--- DATASET ENTRIES ---
+++

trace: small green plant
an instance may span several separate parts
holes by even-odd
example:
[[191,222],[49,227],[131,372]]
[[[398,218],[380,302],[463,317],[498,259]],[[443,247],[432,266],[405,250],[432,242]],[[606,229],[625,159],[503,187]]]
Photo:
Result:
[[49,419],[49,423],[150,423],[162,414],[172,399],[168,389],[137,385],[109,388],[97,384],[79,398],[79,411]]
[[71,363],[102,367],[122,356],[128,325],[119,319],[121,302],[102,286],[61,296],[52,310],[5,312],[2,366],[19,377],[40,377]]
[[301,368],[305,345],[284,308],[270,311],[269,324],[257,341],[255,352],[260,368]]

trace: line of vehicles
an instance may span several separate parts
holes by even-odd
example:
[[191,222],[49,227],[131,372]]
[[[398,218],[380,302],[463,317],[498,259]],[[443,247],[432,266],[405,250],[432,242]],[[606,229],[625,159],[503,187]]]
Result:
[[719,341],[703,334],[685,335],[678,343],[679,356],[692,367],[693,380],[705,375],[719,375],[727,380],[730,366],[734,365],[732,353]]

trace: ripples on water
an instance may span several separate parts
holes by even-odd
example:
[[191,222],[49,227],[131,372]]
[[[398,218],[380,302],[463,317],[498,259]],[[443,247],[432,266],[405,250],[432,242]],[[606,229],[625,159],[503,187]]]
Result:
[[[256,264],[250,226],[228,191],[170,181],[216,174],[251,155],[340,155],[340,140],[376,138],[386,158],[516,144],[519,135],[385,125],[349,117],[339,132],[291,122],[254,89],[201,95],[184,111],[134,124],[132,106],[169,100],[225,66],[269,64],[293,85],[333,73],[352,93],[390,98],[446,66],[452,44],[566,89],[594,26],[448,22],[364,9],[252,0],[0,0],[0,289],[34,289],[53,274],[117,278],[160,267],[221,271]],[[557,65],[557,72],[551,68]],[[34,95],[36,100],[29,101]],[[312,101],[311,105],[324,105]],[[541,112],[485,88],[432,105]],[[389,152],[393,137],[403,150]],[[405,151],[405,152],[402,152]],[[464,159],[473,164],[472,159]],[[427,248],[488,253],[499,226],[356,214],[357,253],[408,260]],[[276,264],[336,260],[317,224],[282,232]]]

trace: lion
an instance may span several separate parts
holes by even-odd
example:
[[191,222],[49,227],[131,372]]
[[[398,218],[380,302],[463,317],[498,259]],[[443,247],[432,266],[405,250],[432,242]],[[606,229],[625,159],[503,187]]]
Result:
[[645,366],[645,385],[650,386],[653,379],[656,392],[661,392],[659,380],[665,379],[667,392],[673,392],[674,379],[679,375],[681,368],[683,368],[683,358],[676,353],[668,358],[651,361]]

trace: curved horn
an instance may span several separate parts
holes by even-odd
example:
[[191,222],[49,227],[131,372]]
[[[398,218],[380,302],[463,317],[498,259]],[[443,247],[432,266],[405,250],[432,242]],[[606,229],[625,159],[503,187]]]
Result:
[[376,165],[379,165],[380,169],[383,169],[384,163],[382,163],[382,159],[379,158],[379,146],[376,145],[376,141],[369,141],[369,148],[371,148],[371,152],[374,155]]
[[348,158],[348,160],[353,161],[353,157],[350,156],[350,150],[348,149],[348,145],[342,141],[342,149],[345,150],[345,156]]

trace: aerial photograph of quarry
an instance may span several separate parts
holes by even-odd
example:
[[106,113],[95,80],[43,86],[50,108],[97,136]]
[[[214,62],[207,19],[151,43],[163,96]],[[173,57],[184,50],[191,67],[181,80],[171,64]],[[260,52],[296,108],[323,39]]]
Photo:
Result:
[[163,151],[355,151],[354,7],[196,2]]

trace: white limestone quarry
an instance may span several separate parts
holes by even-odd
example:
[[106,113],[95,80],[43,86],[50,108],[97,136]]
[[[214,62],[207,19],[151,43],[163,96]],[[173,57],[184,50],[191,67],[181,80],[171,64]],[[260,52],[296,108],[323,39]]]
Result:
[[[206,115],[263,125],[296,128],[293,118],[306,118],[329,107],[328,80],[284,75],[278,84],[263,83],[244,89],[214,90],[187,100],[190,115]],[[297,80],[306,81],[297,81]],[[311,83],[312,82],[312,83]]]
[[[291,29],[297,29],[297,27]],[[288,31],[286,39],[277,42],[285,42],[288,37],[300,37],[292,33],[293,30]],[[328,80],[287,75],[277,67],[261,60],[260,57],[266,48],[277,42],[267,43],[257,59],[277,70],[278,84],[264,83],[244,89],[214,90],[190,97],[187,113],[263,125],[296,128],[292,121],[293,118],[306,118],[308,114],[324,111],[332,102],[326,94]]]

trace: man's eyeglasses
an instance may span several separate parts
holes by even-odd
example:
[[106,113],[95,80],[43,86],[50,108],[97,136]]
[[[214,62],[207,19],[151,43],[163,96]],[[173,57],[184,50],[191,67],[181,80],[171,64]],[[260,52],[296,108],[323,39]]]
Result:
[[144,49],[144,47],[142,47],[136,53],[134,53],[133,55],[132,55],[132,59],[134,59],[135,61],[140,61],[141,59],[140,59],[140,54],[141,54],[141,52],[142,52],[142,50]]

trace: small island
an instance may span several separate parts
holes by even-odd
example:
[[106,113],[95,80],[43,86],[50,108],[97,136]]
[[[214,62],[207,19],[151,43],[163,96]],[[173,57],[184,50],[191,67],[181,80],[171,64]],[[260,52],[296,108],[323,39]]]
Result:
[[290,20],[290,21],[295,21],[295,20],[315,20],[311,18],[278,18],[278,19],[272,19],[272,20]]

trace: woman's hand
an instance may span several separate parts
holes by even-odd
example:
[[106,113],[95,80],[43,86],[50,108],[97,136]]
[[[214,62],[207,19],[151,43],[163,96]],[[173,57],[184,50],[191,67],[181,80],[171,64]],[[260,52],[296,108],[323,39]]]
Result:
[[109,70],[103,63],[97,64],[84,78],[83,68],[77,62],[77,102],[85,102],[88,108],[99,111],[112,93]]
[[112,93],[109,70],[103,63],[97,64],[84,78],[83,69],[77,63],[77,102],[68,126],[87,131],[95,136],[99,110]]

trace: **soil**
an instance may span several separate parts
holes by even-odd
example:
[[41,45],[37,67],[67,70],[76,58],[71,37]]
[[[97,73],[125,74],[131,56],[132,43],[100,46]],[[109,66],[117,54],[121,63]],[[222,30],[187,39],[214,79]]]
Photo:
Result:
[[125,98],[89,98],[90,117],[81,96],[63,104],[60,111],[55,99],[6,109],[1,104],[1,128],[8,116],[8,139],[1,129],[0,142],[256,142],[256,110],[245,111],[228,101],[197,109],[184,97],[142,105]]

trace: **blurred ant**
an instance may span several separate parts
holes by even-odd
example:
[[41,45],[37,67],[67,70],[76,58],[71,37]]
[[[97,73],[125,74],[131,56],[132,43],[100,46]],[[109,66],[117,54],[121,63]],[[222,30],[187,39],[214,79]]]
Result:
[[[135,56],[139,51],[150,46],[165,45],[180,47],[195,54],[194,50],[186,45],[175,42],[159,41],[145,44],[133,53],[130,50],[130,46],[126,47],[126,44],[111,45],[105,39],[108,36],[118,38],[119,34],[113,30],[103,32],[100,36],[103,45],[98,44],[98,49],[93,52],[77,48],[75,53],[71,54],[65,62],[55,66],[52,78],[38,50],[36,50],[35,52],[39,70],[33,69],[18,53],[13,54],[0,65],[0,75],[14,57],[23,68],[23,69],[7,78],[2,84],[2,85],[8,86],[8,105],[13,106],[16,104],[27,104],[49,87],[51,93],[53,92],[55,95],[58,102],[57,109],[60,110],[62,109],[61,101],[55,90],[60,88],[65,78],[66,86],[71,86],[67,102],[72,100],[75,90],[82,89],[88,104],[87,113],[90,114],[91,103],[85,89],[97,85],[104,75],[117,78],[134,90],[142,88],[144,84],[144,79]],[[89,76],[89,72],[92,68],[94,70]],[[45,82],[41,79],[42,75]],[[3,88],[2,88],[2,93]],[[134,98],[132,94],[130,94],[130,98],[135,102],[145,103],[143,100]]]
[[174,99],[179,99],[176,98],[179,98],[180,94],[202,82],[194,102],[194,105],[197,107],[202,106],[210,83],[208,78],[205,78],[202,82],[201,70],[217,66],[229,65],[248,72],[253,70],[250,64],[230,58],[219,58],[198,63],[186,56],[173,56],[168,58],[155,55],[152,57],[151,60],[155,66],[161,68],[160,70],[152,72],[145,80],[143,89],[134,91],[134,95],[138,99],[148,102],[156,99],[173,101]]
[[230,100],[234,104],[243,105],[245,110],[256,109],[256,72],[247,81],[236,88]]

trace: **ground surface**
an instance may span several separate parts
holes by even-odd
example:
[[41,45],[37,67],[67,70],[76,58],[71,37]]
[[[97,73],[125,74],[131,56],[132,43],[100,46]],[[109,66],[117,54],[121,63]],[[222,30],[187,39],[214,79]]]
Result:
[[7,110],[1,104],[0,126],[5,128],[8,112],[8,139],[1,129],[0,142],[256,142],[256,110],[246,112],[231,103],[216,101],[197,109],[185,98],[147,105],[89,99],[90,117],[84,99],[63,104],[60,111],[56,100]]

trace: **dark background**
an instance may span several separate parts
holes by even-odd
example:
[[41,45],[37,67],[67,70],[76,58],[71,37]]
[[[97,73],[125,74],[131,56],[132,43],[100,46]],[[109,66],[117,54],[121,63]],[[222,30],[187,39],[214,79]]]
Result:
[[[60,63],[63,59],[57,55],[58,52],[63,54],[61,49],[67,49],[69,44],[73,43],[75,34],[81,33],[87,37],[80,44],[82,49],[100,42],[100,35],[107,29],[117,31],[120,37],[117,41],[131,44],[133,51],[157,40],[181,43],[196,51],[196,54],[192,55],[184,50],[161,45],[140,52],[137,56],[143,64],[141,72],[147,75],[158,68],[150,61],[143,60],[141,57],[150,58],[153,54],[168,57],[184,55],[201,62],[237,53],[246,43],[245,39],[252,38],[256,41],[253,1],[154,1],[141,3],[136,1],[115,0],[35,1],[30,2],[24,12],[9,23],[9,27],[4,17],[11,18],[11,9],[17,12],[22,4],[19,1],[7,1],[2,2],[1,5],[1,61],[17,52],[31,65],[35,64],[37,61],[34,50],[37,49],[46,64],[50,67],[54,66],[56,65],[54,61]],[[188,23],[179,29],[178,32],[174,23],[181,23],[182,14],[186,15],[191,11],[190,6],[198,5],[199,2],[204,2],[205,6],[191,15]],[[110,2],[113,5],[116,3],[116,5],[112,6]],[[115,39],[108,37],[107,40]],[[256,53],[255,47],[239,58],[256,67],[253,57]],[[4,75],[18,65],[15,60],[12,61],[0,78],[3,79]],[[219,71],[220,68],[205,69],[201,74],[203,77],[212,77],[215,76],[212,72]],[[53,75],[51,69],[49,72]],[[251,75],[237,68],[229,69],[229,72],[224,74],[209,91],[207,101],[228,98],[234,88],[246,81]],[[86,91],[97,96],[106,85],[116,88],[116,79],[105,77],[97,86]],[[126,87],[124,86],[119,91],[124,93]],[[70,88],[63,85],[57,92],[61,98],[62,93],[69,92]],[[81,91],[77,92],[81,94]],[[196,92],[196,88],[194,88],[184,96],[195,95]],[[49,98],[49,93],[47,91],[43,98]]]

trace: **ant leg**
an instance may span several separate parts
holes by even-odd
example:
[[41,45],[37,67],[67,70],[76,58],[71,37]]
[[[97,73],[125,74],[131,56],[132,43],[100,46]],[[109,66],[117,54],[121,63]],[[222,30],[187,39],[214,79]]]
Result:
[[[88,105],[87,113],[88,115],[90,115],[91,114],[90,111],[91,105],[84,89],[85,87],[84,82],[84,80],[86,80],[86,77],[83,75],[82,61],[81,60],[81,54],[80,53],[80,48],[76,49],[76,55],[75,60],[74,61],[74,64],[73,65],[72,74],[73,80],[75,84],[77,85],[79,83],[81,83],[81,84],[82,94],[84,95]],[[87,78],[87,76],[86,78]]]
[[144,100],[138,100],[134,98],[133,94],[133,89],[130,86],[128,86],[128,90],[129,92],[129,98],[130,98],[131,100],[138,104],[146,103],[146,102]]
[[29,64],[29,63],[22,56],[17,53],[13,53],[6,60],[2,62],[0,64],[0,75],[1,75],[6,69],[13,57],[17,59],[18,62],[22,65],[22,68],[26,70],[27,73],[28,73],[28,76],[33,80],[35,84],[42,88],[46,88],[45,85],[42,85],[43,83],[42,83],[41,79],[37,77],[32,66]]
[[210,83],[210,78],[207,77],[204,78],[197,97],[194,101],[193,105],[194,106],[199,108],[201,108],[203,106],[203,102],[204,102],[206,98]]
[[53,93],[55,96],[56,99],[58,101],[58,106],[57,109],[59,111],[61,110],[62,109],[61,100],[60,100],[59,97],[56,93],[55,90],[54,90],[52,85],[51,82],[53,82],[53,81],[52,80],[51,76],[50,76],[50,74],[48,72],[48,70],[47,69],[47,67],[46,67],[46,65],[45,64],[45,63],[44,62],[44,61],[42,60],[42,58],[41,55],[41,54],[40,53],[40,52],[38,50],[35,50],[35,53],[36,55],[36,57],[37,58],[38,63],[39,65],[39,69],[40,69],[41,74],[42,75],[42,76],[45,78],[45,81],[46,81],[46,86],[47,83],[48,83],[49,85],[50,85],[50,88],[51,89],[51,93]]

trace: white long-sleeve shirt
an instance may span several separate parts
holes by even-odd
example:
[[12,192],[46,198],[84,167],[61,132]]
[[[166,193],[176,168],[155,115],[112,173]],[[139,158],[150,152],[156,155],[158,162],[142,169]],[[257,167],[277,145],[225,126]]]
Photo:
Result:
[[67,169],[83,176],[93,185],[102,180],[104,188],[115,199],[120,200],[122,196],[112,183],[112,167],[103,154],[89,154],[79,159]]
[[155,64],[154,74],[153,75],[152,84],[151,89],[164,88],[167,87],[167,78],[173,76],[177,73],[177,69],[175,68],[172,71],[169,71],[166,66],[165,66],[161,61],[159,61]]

+++

--- WRITTEN TASK ---
Put the data in a Markdown table with the columns Row and Line, one numbered row per line, starting at the line with "trace: lion" and going on through the line with "[[163,151],[355,151],[354,7],[196,2]]". Leave out blank lines.

--- RIGHT ANSWER ---
| Row | Line |
|---|---|
| 1 | trace: lion |
| 2 | an instance may span several separate parts |
| 3 | holes by even-odd |
| 4 | example: |
| 5 | [[191,222],[49,227],[131,372]] |
| 6 | [[[398,218],[380,302],[463,317],[498,259]],[[443,247],[432,266],[405,250],[432,242]],[[606,229],[625,159],[503,187]]] |
| 7 | Result: |
| 8 | [[645,366],[645,385],[650,386],[653,379],[656,392],[661,392],[659,380],[665,379],[667,392],[673,392],[674,379],[679,375],[681,368],[683,368],[683,358],[676,353],[668,358],[651,361]] |
| 9 | trace: curved horn |
| 10 | an instance may span several separate parts |
| 11 | holes by even-odd |
| 12 | example: |
| 13 | [[191,222],[49,227],[131,372]] |
| 14 | [[[398,218],[380,302],[463,317],[498,259]],[[443,247],[432,266],[405,250],[432,242]],[[606,229],[625,159],[503,187]]] |
| 15 | Result: |
| 16 | [[376,165],[379,165],[380,169],[383,169],[384,163],[382,163],[382,159],[379,158],[379,146],[376,145],[376,141],[369,141],[369,148],[371,148],[371,152],[374,155]] |
| 17 | [[348,158],[348,160],[353,161],[353,157],[350,156],[350,150],[348,149],[348,145],[342,141],[342,149],[345,150],[345,156]] |
| 18 | trace: aerial photograph of quarry |
| 19 | an instance may span several separate parts |
| 20 | holes by even-odd |
| 21 | example: |
| 22 | [[106,113],[95,80],[43,86],[50,108],[97,136]] |
| 23 | [[[214,62],[207,19],[151,43],[163,96]],[[173,57],[184,50],[191,67],[181,80],[171,64]],[[260,52],[296,108],[323,39]]] |
| 24 | Photo: |
| 25 | Result: |
| 26 | [[163,151],[355,151],[354,7],[196,2]] |